• Zu erledigen:
• 1. Beantworte anhand des Forenthreads zum Filter „Gerissene Kanten“ diese Fragen:
(a) Auf welche Art von Ebene will The_real_Guru den Filter anwenden?
(b) Mit welcher Hintergrundfarbe klappt der Filter laut The_real_Guru?
(c) Welches Datum steht beim Beitrag von cocoon?
• 2. Liste jeden Beitragskopf aus dem Forenthread zum Filter „Gerissene Kanten“ mit Name und Datum auf, in der Reihenfolge des Threads.

• Ausgangstext:
# Gerissene Kanten !



## The_real_Guru (1. Juni 2002)

Ich möchte auf eine Formebene den Filter "Gerissene Kanten" anwenden, aber so, dass der Hintergrund (also der Teil, der abgerissen wird) grau ist.

Wenn ich also als Hintergrundfarbe einen Grauton einstelle, dann funktioniert  der Filter gar nicht. Wenn ich weiß als Hintergrund einstelle, dann klappt es, doch dann passt es ja nicht mehr in mein Bild, da dieses einen grauen Hintergrund hat...

Was mache ich falsch bzw. wie bekomme ich es hin, dass der Hintergrund der Formebene grau ist und nicht weiß ?

Guru


----------



## The_real_Guru (1. Juni 2002)

weiß hier niemand einen Rat ?
...ist recht dringend ...

Danke im Vorraus

Guru


----------



## cocoon (1. Juni 2002)

• Gespeicherte Einträge:
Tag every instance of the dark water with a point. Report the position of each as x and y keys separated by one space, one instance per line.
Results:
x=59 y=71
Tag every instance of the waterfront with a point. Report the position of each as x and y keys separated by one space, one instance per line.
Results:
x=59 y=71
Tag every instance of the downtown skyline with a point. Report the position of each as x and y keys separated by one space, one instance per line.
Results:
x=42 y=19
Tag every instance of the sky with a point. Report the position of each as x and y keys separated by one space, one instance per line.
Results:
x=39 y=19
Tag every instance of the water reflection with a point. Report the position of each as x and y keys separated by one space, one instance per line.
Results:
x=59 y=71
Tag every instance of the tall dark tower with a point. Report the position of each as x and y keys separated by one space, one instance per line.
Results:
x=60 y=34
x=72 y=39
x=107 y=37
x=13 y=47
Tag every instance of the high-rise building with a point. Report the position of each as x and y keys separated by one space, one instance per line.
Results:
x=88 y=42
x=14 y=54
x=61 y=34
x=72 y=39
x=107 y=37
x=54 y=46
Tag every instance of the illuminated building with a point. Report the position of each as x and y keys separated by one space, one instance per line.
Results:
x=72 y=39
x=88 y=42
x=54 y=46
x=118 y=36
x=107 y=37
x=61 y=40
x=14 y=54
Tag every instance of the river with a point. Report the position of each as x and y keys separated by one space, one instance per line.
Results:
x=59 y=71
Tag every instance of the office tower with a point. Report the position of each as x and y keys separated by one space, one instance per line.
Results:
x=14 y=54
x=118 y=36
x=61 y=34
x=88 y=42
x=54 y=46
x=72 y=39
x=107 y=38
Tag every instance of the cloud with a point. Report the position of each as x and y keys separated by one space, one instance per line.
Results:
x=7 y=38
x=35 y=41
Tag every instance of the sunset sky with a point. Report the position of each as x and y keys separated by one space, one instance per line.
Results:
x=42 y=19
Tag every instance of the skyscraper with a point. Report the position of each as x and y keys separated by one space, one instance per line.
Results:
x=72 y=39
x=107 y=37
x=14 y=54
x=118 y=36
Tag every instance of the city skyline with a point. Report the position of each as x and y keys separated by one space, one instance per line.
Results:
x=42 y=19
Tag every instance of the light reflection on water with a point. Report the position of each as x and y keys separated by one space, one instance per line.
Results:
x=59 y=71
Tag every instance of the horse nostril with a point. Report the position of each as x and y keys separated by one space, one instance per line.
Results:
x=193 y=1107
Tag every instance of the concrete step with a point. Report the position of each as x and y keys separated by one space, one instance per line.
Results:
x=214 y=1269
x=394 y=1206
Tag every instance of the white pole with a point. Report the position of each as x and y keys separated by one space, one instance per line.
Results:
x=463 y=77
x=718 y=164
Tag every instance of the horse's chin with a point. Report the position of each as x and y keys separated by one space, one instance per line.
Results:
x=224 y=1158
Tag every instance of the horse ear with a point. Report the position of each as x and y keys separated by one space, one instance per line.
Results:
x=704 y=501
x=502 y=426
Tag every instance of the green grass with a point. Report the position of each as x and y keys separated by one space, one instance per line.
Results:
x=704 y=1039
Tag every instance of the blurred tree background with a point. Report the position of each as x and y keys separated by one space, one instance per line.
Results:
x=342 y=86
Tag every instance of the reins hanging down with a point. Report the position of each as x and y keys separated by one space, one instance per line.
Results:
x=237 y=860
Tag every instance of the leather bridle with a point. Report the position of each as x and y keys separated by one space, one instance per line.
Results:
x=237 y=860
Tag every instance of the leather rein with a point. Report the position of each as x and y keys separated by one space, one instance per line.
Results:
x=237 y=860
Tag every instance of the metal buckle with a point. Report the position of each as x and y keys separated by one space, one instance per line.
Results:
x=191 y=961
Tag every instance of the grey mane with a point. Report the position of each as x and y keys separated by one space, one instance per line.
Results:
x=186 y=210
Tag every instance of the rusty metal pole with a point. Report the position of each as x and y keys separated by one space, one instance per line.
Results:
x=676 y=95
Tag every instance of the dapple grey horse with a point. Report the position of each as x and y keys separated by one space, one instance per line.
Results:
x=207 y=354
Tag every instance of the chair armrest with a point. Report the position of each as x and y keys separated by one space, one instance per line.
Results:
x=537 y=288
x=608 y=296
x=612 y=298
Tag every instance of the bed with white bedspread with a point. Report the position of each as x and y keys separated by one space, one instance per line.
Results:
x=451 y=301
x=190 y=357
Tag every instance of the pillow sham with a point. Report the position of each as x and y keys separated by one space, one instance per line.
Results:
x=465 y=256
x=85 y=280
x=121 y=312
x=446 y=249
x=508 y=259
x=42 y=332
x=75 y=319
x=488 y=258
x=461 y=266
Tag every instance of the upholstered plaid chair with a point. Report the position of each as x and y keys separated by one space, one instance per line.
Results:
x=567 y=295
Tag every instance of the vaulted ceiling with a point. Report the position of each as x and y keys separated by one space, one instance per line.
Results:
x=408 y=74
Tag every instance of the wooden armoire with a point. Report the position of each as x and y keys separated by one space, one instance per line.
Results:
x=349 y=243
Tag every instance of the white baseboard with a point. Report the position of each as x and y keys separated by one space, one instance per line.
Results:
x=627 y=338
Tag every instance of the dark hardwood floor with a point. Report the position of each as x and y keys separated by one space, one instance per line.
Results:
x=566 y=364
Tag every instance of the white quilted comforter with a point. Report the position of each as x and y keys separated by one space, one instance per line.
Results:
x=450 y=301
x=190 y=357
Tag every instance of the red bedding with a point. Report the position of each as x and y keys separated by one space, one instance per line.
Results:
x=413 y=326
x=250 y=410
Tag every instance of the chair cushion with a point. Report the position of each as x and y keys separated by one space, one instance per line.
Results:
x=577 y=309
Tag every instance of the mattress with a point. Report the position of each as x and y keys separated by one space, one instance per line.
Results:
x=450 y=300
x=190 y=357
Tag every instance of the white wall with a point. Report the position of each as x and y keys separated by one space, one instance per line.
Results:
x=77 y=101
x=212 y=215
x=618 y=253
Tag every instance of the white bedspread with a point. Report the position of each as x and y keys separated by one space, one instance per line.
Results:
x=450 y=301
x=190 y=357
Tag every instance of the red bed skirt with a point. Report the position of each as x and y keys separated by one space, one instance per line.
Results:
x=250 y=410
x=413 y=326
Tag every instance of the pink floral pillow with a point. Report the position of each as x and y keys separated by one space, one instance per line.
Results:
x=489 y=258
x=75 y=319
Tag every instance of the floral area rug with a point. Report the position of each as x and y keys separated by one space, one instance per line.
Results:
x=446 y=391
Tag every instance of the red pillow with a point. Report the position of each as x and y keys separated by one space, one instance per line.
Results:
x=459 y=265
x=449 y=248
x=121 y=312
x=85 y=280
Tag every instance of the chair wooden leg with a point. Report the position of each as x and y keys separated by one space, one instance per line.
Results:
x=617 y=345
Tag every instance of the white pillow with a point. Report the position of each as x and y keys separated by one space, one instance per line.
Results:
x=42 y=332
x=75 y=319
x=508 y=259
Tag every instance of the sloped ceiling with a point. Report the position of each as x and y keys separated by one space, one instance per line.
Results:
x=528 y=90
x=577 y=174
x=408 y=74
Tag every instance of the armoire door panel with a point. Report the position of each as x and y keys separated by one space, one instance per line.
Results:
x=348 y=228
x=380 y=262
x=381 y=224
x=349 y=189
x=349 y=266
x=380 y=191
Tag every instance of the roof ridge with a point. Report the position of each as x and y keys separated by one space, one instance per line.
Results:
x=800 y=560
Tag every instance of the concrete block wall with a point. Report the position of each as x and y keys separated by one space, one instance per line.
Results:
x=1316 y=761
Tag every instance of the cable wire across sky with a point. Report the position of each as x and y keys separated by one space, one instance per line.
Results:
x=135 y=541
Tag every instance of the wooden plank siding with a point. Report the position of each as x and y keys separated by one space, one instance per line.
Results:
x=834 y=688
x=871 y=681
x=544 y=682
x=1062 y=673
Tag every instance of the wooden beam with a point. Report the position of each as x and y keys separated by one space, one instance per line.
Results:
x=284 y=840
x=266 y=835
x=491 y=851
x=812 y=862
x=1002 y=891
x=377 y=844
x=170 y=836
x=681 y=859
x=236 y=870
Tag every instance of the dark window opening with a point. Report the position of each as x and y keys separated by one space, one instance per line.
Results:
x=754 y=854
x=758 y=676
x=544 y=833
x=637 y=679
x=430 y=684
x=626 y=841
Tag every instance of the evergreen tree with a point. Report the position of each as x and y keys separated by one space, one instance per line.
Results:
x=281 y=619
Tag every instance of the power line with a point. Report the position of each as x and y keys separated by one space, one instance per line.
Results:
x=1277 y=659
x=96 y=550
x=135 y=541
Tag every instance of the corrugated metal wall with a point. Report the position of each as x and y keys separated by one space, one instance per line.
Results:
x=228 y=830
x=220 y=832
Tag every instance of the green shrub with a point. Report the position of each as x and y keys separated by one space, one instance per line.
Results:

• Ergebnisse der Aufgaben:
• 1.
(a) Auf eine Formebene.
(b) Mit Weiß.
(c) 1. Juni 2002.

• 2.
The_real_Guru (1. Juni 2002)
The_real_Guru (1. Juni 2002)
cocoon (1. Juni 2002)